Problem A
In the book review, what subheading does Coppedge give the "Ancient Book Design Program"?
Problem B
Pick up the book review after its last sentence and write the next paragraph.

Passage given
______________________________

This set of systems is broken down into subsets, including formal/logical, archetypal, applied, psychological, aesthetic, and many others. Throughout his text, he seeks to enlighten readers with his definitions of these systems and provide copious examples of these systems at work. While the text is physically over 400 pages long, the text inside is not as long, due to the formatting. So, if you are intimidated by the page length, it is not representative of the amount of content between the covers.
While I’m not one to spend much time on philosophy, I found that some of the systems seemed quite acceptable, while others were derivative of common truths. The ones that did not sit well with me were, perhaps, over my head, but I did find the acceptable systems to be well explained. Regardless, there are probably systems which will mean more to some than to others. It is safe to say that any reader will find something with which they can consider in depth, even if they cannot think in depth about some of the other topics that are a bit tougher.
For example, Coppedge introduces an “Ancient Book Design Program” with the subheading of “Secret Books Formula”. He uses his knowledge of literature and how a book functions as a storytelling device to create a system that helps to name a book and introduce a proper moral. This system, although seemingly unnecessary, puts a framework to the building blocks that writers often use to create stories. It works as a set of ideas and I can understand how this system came to be.

______________________________

Stored rows
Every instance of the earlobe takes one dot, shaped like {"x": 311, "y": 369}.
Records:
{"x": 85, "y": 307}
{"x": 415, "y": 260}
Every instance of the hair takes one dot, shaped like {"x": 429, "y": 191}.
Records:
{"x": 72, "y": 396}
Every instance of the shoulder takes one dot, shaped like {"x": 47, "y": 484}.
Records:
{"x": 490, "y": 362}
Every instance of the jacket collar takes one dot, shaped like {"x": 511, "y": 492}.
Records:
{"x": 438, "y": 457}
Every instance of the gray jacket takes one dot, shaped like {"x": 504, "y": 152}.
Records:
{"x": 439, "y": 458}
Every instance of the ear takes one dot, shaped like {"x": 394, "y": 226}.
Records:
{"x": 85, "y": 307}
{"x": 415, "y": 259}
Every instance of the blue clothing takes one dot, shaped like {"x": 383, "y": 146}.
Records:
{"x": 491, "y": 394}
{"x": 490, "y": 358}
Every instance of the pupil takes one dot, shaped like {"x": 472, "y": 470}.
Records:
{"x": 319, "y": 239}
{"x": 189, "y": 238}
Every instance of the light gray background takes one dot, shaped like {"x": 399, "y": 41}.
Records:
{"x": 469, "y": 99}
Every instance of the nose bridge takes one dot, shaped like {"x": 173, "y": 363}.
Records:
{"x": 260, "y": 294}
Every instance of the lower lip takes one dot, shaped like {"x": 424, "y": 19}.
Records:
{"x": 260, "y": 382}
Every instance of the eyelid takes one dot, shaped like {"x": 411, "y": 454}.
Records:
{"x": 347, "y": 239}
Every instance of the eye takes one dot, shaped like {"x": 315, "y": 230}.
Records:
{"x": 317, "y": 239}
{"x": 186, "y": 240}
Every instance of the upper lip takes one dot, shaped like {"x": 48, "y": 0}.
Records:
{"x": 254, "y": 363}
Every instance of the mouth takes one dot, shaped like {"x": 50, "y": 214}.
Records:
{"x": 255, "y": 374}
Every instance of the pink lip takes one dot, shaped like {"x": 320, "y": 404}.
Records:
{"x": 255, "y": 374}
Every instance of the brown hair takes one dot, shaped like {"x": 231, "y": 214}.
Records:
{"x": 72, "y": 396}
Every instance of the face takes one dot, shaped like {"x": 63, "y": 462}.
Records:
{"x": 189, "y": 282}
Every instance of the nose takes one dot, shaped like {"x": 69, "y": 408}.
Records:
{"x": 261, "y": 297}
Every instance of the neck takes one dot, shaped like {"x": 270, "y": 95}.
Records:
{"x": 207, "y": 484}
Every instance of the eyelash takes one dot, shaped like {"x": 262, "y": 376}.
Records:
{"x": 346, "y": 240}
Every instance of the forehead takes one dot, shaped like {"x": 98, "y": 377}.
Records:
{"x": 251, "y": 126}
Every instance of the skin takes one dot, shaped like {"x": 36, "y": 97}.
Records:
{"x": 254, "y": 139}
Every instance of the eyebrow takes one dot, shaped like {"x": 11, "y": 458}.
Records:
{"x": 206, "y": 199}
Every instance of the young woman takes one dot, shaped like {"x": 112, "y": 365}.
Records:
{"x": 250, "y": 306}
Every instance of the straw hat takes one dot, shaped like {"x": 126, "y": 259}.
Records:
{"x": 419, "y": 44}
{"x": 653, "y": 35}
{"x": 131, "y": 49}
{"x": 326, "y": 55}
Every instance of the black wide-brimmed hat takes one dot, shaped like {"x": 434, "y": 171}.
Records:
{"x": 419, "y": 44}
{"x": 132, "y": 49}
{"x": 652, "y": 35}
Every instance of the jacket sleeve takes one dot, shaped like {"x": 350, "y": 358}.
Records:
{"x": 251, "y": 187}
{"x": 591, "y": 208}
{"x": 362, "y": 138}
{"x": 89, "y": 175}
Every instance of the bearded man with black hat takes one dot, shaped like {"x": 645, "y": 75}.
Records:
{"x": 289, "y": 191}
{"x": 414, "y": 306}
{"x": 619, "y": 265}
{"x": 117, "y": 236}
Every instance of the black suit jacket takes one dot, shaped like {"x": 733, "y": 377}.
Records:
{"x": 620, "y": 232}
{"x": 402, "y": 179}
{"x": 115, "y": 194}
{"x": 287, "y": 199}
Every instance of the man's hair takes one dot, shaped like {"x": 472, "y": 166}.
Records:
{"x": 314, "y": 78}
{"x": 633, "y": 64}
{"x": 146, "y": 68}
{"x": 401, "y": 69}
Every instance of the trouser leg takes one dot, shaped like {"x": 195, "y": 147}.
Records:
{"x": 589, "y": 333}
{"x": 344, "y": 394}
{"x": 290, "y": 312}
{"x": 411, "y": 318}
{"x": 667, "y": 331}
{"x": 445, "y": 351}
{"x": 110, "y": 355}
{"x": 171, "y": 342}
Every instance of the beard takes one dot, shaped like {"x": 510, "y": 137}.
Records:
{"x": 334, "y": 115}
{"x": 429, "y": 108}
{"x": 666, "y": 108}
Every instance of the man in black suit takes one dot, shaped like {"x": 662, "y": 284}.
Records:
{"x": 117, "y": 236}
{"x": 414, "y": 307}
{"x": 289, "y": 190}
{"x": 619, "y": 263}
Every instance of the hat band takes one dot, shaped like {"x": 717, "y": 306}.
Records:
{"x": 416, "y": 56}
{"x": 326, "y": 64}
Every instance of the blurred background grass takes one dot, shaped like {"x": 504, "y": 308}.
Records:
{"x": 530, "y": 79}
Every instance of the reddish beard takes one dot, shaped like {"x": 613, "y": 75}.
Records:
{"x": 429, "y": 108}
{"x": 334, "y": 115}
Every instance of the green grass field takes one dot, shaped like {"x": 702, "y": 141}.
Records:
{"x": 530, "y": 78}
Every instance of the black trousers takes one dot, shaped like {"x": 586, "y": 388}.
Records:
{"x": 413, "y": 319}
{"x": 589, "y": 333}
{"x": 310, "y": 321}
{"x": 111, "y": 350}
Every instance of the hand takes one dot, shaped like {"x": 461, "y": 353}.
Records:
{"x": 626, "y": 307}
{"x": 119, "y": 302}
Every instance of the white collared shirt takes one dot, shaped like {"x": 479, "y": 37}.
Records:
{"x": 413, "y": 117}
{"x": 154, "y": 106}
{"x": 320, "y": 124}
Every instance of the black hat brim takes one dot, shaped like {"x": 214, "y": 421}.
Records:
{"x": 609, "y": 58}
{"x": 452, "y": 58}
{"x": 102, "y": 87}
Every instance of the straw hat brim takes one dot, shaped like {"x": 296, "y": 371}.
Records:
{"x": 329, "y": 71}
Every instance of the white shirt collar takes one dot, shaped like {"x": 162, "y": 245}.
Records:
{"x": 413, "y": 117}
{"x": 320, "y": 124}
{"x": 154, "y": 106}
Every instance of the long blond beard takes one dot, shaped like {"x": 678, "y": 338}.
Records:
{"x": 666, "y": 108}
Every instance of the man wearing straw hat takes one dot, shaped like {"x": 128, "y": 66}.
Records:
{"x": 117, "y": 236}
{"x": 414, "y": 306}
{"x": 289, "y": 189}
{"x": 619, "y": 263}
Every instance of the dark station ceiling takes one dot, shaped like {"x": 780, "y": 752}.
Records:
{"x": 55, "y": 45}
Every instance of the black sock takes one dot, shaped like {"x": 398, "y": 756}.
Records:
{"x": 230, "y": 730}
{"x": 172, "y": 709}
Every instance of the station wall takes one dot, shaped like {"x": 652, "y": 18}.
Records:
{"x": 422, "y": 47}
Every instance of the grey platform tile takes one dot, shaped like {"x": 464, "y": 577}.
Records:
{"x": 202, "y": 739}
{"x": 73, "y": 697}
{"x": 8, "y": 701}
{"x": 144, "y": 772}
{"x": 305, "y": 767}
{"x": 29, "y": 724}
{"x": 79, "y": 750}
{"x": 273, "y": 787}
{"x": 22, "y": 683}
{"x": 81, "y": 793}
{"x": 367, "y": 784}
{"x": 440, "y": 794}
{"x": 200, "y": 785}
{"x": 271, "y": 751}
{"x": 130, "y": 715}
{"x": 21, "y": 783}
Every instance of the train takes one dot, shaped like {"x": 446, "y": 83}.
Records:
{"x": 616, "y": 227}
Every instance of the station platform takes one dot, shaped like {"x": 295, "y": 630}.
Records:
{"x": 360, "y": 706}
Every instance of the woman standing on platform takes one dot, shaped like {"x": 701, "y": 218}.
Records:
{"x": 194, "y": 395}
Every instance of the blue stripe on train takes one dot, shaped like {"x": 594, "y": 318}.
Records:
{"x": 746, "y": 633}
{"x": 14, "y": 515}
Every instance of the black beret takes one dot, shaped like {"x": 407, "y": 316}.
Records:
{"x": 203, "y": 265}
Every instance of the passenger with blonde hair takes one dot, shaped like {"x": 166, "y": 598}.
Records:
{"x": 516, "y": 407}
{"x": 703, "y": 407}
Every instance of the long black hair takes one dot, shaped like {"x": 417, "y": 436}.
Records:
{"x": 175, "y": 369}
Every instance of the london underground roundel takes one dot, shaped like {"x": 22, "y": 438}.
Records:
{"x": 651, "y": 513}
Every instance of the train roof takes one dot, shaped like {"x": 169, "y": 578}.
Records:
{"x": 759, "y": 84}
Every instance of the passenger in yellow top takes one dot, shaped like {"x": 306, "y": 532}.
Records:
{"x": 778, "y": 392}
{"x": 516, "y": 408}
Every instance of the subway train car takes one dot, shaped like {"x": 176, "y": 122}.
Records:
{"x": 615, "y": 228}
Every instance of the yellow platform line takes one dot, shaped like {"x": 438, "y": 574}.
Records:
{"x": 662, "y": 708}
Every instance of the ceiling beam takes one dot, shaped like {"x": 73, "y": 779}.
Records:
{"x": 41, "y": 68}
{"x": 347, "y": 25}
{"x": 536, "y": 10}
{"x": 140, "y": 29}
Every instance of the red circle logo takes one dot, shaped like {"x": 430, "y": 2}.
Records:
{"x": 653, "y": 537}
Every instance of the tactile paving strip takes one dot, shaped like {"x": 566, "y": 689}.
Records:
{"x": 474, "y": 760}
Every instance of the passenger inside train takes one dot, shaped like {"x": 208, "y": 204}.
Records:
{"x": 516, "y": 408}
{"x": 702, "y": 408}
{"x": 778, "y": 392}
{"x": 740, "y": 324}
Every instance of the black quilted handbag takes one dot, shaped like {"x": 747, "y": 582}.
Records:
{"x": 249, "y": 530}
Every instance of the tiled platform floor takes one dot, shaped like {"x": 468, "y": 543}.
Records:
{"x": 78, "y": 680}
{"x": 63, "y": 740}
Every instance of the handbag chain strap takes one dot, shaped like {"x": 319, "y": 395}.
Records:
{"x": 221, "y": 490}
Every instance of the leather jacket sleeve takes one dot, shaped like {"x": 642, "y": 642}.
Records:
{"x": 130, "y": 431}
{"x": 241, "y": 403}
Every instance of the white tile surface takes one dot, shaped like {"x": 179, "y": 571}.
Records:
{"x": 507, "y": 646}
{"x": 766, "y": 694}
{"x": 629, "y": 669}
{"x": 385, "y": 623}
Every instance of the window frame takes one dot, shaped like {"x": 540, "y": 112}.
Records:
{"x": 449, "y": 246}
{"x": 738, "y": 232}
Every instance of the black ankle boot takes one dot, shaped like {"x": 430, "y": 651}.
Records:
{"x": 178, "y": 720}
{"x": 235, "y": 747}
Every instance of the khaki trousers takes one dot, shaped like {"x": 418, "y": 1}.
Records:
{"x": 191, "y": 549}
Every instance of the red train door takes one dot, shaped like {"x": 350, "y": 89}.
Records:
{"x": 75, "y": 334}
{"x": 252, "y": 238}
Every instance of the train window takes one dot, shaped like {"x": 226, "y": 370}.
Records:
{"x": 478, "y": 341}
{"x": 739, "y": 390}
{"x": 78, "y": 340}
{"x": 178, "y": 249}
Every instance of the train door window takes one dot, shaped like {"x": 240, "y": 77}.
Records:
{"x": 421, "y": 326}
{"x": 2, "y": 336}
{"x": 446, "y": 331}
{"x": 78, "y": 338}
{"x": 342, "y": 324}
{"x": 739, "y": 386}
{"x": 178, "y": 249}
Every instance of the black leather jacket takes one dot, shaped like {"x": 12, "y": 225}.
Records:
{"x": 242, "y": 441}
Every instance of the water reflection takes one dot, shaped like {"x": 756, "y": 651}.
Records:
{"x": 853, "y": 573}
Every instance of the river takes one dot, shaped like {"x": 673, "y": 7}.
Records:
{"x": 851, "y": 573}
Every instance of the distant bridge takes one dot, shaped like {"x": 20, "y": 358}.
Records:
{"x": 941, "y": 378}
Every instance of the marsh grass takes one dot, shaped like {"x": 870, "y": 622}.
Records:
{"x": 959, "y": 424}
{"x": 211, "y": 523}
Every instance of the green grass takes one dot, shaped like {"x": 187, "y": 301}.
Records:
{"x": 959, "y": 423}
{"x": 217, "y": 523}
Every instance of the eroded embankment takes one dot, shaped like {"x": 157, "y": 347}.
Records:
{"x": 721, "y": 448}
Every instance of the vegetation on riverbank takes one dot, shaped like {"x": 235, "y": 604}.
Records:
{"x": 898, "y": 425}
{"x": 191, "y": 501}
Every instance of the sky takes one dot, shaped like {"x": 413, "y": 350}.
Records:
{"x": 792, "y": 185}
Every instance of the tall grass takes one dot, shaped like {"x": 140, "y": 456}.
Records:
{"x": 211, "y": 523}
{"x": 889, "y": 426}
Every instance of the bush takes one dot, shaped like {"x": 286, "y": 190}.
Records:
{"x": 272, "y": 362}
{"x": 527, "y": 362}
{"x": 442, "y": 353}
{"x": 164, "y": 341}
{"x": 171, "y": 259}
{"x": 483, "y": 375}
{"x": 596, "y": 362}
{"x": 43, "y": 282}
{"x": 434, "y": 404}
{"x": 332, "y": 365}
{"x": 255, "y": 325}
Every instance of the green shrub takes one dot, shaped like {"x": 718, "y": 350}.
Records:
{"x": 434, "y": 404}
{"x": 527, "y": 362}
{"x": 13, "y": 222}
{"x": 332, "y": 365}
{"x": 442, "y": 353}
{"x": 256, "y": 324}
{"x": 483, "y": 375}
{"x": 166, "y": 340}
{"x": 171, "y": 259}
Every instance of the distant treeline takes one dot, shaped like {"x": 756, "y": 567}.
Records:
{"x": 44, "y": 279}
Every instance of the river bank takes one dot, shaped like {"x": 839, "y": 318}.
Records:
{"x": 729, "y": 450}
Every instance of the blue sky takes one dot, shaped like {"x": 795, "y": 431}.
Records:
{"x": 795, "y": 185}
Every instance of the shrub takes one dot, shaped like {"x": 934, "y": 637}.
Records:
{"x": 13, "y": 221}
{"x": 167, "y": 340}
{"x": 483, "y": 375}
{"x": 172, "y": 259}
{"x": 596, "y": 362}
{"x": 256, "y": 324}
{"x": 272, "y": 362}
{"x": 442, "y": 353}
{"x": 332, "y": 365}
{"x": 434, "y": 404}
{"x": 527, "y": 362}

______________________________

Exercise output A
"Secret Books Formula"

Exercise output B
On the other hand, especially in the mathematics portion of his text, Coppedge creates several of his own mathematical operators and explains their uses in detail. However, much of it only holds purpose inside the realm of philosophy. As an example, he creates a “God Variable”, which is equal to infinity plus one or “any value including infinity for each variable”. It serves its purpose inside of the discussion, but examples are not provided for it’s possible uses.
Overall, this text might provide some philosophers with interesting topics of conversation and consideration as they peruse through the lists of systems. Each system has a brief explanation and examples where necessary, allowing most to understand the meaning behind each one.